** BEGIN Source **
Here is the manual for the Breadman Ultimate. Most useful for your own personal settings are the Baking Cycles on page 15.

When on my own, I usually start with the “Standard Bread Recipe”
that came with the maker and make modifications from it.breadman

1.5lb loaf
1 cup + 3 tbsp. water
2 tbsp oil
1 1/2 tsp salt
2 tbsp sugar
1 tbsp dry milk
3 1/4 cups bread flour
1 5/6 tsp dry yeast

I often substitute molasses for the sugar, and throw whatever nuts, candy,
condiments, spices or what not I’ve got around. I recently threw in a can of
chicken soup (reducing the salt and water appropriately) and the loaf came
out… just fine! The lesson being, as long as you get the moisture and salt
content right, it’s hard to screw it up. Sometimes, you’ll add something that
makes the yeast unhappy. Apparently the vinegar in relish makes yeast grow just
1/2 as much. My relish-loaf came out pretty dense.

2-20-03 update: At the suggestion of my dad, I tried
dropping a can of anchovies into a loaf. I think he was mostly kidding when he
suggested it, but hey, that’s what you get when you suggest Anchovy Loaf to me!
It came out pretty good.. a little dense, a little dark. It has this specialty-loaf
appeal. Like maybe I should slice it really thin, dry out the slices and serve
it under crostini or fancy hors d’oeuvres. But I’ve got to say, it doesn’t make
a very good peanut butter and jelly sandwich! Ick!

Now, back to my original article….

I sometimes use Lora Brody’s Bread
Dough Enhancer. As advertised, it gives the bread a nice texture and rise.

Here is a terrific Buttermilk bread. So simple!     (For a machine,
cut this recipe in half or one-third)
** END Source **
** BEGIN Record set **
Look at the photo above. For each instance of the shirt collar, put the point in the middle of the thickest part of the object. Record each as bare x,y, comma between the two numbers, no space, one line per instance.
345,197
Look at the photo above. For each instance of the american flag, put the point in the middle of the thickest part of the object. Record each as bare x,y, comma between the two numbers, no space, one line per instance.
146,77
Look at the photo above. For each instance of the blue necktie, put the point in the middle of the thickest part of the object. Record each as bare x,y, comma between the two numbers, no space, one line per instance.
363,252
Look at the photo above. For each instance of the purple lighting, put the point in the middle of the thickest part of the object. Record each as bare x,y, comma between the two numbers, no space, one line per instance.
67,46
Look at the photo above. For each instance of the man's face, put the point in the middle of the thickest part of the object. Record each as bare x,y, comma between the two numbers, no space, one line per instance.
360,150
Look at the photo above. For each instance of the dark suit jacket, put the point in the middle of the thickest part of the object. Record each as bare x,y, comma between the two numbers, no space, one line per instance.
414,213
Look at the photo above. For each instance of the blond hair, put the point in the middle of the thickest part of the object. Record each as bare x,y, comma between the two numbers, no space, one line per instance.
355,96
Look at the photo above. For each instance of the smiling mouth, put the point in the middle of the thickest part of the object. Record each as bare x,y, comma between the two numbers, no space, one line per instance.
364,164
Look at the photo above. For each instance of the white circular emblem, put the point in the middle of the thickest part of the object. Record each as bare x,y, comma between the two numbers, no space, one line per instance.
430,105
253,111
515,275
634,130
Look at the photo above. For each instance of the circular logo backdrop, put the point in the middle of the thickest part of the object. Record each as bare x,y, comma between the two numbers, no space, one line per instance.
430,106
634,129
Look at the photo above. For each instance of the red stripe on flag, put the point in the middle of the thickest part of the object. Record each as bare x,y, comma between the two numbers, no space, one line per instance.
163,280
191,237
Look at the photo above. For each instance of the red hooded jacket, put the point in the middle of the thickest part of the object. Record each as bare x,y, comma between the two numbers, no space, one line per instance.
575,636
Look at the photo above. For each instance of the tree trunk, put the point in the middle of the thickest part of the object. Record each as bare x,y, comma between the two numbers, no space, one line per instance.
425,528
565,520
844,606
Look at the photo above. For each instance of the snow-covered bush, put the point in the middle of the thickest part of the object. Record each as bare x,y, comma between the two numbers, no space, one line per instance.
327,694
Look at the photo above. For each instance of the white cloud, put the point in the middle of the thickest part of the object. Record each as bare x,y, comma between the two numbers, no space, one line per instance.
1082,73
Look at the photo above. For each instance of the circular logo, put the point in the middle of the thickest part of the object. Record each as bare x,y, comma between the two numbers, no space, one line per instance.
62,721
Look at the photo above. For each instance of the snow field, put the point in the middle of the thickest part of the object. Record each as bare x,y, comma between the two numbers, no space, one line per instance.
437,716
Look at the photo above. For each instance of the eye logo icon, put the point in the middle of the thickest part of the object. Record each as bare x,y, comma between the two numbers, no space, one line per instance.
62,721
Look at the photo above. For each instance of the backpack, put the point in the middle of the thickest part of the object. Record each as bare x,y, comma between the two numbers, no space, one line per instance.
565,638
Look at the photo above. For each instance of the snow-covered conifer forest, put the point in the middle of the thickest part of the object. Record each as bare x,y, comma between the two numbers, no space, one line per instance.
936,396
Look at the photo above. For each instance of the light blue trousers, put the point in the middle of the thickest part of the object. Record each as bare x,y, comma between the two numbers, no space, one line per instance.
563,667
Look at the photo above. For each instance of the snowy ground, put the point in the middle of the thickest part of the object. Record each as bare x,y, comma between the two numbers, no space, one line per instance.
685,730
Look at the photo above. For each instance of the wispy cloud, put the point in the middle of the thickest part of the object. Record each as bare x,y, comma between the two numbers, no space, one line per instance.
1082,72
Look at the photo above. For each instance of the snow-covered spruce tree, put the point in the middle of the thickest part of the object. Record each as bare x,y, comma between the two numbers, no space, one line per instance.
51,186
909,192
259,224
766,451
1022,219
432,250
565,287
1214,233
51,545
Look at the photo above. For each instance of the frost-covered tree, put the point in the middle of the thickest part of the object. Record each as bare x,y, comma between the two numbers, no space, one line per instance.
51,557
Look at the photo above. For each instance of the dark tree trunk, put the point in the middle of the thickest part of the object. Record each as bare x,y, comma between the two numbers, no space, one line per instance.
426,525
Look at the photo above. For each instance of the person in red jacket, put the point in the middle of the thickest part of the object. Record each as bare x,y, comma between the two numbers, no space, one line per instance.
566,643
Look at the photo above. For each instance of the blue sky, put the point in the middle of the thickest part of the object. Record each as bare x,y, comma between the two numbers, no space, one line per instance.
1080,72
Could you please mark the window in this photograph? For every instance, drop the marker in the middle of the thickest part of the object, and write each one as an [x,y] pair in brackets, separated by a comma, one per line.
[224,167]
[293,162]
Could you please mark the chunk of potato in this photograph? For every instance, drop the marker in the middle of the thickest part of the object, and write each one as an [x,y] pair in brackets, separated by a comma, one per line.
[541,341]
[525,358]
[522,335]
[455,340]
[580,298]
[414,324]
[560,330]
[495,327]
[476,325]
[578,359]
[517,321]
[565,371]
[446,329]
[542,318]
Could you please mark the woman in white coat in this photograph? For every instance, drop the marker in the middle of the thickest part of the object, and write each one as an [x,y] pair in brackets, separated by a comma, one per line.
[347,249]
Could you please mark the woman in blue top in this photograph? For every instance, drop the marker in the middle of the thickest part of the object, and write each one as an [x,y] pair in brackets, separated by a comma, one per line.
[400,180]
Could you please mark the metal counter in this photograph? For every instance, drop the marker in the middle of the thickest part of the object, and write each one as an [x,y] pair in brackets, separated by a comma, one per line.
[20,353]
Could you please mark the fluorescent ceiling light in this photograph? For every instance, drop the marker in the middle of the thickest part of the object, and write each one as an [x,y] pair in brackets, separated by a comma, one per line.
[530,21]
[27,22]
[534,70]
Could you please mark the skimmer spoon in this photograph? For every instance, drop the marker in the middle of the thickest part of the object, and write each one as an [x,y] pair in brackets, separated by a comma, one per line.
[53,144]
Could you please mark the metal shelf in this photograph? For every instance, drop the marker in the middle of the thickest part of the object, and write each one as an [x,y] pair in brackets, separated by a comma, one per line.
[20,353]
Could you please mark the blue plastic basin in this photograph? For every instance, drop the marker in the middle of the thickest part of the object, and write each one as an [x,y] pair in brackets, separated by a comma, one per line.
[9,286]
** END Record set **
Stated exercise: According to the bread-machine text, what effect does the vinegar in relish have on yeast?

The completed task: It makes the yeast grow only half as much.